Reproduce everything from the line containing "# target: cheek" down to the line containing "[[18, 76], [0, 70], [0, 206], [24, 199]]" in the listing below, both of those lines included.

* **PROVIDED INFORMATION**:
---------------
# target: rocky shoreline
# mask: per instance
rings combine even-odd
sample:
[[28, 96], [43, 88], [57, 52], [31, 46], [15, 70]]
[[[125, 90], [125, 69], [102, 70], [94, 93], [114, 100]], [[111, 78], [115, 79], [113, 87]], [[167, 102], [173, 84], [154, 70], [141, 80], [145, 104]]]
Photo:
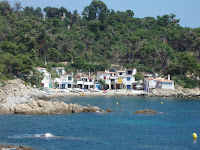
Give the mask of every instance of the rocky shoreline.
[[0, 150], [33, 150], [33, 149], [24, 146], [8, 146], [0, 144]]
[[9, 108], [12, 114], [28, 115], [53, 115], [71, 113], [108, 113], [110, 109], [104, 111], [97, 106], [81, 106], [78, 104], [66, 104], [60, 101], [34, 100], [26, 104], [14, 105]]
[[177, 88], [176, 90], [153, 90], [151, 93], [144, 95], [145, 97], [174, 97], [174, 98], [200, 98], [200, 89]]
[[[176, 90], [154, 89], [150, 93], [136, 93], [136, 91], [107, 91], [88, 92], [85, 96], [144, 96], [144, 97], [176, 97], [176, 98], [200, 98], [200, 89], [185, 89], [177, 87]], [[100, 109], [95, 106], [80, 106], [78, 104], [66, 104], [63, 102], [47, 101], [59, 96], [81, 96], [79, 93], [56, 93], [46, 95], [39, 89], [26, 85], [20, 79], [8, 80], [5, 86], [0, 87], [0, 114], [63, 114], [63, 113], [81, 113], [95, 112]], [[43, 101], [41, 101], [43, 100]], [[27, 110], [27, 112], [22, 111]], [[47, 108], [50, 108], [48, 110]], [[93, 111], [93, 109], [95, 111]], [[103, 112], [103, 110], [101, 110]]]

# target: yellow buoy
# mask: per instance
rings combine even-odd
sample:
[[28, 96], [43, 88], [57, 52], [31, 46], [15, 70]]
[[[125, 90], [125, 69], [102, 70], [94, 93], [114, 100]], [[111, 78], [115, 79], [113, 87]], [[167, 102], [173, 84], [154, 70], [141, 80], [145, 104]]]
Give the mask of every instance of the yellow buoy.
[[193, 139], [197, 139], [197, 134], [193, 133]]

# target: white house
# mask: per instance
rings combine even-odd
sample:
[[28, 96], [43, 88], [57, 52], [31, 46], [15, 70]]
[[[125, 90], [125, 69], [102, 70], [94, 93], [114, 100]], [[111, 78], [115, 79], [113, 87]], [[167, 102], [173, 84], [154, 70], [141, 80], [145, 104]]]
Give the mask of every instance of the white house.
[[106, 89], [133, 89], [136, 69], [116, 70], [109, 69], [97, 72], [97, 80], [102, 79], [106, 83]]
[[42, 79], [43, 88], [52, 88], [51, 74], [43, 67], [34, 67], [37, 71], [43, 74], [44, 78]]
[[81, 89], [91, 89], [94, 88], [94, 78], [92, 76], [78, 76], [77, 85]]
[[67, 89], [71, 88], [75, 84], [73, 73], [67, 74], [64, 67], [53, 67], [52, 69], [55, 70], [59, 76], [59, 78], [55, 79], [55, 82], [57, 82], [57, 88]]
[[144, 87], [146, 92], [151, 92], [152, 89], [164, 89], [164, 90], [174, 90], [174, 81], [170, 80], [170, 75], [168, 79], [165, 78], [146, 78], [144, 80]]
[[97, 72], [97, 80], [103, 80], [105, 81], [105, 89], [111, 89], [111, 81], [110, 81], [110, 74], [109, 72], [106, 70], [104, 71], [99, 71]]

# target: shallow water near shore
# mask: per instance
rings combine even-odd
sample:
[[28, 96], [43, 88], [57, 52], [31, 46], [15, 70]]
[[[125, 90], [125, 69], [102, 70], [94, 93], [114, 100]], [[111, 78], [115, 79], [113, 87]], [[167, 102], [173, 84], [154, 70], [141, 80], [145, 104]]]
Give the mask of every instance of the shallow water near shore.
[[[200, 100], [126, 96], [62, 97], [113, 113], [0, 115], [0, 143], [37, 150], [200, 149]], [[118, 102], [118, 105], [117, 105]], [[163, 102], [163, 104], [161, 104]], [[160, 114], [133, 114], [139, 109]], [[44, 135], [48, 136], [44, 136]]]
---------------
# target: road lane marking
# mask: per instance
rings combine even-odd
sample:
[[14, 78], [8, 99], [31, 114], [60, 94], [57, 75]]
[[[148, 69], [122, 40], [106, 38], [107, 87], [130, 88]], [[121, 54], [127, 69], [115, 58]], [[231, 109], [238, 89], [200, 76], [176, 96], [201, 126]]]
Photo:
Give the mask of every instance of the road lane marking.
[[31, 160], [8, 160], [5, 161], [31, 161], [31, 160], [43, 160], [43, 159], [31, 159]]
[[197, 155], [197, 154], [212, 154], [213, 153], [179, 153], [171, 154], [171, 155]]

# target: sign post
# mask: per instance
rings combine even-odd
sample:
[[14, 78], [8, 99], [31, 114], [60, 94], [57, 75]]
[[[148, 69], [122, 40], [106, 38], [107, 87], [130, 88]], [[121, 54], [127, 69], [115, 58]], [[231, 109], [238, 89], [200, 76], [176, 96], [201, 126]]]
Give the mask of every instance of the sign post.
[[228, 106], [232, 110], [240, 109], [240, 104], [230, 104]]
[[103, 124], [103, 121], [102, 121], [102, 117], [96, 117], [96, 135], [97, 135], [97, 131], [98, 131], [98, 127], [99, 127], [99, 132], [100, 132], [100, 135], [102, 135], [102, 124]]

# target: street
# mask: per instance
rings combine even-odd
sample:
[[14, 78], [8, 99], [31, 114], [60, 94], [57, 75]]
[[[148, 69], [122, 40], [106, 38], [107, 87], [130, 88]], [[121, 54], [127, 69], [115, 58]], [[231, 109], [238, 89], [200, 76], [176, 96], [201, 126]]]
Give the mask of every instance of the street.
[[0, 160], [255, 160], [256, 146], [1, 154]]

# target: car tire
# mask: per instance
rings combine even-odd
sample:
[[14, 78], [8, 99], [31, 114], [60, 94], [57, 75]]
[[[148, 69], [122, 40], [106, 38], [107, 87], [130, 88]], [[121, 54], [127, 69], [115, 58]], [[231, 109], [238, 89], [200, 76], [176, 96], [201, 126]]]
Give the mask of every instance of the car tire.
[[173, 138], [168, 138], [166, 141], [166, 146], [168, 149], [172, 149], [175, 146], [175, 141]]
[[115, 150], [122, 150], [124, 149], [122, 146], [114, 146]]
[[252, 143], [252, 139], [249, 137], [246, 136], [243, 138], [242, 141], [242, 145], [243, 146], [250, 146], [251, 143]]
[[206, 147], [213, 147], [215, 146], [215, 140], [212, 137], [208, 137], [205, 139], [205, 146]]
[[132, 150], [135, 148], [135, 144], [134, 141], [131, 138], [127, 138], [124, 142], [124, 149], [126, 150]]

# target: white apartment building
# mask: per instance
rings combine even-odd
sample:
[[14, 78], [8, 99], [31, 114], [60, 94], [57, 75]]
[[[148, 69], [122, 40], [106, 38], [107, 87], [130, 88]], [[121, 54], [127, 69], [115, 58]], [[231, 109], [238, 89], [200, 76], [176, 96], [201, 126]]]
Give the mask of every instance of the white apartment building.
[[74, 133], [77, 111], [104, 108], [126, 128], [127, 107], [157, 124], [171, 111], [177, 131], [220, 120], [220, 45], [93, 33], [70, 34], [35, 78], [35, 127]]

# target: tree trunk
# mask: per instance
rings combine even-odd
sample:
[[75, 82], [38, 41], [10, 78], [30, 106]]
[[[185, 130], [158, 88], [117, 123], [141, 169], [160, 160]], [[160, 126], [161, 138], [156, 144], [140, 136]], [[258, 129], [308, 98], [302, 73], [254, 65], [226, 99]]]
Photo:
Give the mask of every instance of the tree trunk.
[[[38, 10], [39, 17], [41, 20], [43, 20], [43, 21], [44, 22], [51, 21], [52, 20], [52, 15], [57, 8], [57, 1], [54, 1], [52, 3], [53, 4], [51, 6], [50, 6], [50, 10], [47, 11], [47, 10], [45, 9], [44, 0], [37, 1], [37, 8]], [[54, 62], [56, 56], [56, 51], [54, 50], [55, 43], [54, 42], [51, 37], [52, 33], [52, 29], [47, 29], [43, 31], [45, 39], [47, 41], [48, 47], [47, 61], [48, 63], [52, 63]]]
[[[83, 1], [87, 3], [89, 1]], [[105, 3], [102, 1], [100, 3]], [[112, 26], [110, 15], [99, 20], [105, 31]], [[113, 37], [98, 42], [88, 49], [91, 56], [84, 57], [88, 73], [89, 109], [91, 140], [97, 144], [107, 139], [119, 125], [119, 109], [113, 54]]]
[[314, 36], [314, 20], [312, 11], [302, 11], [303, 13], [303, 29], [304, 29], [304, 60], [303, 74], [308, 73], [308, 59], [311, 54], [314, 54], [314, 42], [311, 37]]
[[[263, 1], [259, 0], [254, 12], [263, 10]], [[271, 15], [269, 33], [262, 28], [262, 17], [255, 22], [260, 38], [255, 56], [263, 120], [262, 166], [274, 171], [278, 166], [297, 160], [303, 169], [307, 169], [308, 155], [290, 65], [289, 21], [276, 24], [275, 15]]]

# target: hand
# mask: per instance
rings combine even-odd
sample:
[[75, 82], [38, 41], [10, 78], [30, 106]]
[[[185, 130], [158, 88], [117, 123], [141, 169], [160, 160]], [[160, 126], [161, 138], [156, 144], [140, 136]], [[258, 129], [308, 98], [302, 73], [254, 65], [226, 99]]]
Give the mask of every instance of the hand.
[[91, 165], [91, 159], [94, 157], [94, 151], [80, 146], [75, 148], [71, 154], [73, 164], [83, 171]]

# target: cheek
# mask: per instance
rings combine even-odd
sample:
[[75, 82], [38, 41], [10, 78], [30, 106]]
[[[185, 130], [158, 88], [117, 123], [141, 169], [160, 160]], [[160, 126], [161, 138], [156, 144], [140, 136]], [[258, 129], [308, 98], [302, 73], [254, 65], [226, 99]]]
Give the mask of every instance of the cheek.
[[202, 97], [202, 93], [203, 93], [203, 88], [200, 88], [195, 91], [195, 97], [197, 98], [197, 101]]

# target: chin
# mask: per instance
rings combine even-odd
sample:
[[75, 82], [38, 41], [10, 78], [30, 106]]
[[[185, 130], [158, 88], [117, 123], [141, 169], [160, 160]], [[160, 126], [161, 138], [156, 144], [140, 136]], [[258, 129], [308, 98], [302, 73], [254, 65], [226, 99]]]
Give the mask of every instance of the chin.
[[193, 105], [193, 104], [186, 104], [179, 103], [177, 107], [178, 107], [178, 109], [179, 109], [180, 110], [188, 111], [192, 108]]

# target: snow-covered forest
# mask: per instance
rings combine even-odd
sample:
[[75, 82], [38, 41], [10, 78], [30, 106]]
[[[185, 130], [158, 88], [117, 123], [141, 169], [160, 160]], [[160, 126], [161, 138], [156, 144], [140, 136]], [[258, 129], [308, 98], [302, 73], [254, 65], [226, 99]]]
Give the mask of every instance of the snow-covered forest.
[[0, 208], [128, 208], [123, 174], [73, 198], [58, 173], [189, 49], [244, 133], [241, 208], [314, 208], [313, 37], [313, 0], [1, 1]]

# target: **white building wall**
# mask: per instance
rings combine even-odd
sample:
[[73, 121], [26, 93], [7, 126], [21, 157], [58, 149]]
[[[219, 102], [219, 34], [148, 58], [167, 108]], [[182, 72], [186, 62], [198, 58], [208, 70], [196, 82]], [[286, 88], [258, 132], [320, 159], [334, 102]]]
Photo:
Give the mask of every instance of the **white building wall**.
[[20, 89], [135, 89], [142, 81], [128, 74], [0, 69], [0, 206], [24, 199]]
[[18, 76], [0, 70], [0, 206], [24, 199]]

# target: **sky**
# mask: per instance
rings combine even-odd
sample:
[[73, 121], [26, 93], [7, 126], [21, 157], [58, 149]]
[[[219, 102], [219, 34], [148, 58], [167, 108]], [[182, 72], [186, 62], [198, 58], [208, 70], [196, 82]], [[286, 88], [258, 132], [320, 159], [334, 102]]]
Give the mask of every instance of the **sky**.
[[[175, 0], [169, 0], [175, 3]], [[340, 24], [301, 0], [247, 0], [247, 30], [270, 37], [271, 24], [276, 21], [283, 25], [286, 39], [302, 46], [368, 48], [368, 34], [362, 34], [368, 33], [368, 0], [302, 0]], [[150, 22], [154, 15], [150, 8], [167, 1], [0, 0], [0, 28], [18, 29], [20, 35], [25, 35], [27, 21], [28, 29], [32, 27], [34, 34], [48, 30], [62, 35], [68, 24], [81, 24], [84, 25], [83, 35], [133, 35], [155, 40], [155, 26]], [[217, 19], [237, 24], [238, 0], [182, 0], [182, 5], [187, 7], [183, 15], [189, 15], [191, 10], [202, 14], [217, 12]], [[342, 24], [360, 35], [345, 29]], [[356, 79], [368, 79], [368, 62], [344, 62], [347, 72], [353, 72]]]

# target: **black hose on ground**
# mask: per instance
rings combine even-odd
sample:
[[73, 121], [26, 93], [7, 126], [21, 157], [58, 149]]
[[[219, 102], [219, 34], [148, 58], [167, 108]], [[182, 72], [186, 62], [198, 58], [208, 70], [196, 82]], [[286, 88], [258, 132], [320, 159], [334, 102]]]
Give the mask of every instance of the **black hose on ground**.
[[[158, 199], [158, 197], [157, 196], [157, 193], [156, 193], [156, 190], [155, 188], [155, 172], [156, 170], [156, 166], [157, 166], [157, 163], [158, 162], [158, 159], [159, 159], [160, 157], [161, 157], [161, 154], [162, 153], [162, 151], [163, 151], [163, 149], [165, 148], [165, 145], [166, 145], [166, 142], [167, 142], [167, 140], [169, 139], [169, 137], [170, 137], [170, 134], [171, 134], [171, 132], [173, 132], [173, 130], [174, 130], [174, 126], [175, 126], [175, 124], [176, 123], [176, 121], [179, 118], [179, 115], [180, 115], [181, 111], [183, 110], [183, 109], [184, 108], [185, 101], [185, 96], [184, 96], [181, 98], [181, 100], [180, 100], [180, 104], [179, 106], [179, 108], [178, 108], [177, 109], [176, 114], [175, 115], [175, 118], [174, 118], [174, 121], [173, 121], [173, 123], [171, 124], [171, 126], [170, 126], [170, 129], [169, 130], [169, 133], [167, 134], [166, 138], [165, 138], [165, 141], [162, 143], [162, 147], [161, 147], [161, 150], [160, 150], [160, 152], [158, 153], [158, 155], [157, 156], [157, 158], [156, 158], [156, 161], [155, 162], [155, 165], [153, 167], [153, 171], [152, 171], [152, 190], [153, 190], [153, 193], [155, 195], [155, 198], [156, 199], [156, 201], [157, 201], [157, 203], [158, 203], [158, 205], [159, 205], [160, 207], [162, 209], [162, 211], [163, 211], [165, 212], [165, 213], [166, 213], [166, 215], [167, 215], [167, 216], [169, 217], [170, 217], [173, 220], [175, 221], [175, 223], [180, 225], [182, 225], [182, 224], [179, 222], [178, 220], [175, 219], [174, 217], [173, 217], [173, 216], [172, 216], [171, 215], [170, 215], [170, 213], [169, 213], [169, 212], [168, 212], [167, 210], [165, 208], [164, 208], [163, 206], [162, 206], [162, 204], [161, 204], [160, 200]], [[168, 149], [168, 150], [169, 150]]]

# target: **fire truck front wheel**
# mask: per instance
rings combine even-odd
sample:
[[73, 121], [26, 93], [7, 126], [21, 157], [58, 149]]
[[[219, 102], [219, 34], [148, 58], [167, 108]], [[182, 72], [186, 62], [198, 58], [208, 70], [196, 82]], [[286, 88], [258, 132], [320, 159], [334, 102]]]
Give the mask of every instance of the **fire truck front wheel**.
---------------
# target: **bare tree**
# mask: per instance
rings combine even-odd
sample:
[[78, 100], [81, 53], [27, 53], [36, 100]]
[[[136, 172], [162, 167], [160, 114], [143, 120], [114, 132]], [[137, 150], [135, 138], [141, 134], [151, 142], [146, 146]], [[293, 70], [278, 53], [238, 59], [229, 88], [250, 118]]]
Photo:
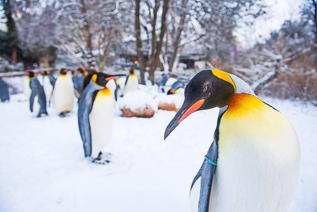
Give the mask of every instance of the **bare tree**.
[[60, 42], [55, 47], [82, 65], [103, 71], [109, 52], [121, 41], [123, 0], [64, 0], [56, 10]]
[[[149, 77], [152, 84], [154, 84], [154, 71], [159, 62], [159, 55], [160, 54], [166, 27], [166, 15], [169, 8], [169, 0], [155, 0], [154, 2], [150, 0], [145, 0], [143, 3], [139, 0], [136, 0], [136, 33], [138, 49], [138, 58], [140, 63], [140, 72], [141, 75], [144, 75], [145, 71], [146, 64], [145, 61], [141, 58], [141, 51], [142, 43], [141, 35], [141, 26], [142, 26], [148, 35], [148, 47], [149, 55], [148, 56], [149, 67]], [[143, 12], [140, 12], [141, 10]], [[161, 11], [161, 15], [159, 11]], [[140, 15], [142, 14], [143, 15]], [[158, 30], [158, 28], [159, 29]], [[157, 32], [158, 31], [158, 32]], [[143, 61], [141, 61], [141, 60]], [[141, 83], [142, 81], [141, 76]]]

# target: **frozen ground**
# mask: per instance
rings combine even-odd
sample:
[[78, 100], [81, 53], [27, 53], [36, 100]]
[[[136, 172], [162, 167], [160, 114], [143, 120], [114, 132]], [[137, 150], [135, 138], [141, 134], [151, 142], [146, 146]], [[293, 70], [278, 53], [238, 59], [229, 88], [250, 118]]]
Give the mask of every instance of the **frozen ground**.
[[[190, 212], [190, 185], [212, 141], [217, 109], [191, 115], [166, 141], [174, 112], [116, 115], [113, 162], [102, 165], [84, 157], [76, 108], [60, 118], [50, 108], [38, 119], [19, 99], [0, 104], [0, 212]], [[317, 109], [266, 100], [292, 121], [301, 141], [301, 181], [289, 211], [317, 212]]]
---------------
* **THE ANSWER**:
# target: cheek
# mask: per instance
rings combine even-odd
sample:
[[75, 82], [38, 41], [10, 78], [30, 106]]
[[[185, 130], [158, 88], [117, 123], [141, 169], [160, 160]], [[160, 126], [161, 138], [156, 144], [140, 136]], [[258, 129], [308, 98], [302, 73], [254, 65], [226, 99]]]
Give the mask of every instance of the cheek.
[[202, 97], [202, 93], [203, 93], [203, 88], [200, 88], [195, 91], [195, 97], [197, 98], [197, 101]]

# target: chin
# mask: per instance
rings combine even-odd
sample:
[[75, 82], [38, 41], [10, 78], [30, 106]]
[[[185, 130], [158, 88], [117, 123], [141, 169], [160, 160]], [[160, 126], [161, 138], [156, 144], [140, 136]], [[258, 129], [308, 98], [302, 73], [254, 65], [226, 99]]]
Give the mask of every instance of the chin.
[[193, 105], [193, 104], [186, 104], [179, 103], [177, 107], [178, 107], [178, 109], [179, 109], [180, 110], [188, 111], [192, 108]]

# target: snow-covered forest
# mask: per instance
rings combine even-odd
sample:
[[75, 82], [38, 41], [10, 78], [30, 106]]
[[[185, 130], [158, 88], [117, 123], [141, 169], [160, 160]], [[160, 126], [161, 138], [156, 144], [140, 136]], [[258, 129], [308, 98], [302, 73], [254, 65], [226, 99]]]
Give the mask of every instance of the snow-covered forest.
[[0, 208], [128, 208], [123, 174], [73, 198], [58, 173], [189, 49], [244, 133], [241, 208], [314, 208], [313, 37], [313, 0], [1, 1]]

# target: **white building wall**
# mask: per instance
rings combine even-odd
sample:
[[73, 121], [26, 93], [7, 126], [21, 157], [58, 149]]
[[[219, 102], [219, 34], [148, 58], [167, 108]], [[182, 72], [186, 62], [198, 58], [208, 70], [196, 82]], [[286, 88], [258, 132], [320, 159], [334, 102]]]
Photo:
Give the mask of every instance of the **white building wall**.
[[20, 89], [135, 89], [142, 81], [128, 74], [0, 69], [0, 206], [24, 199]]
[[18, 76], [0, 70], [0, 206], [24, 199]]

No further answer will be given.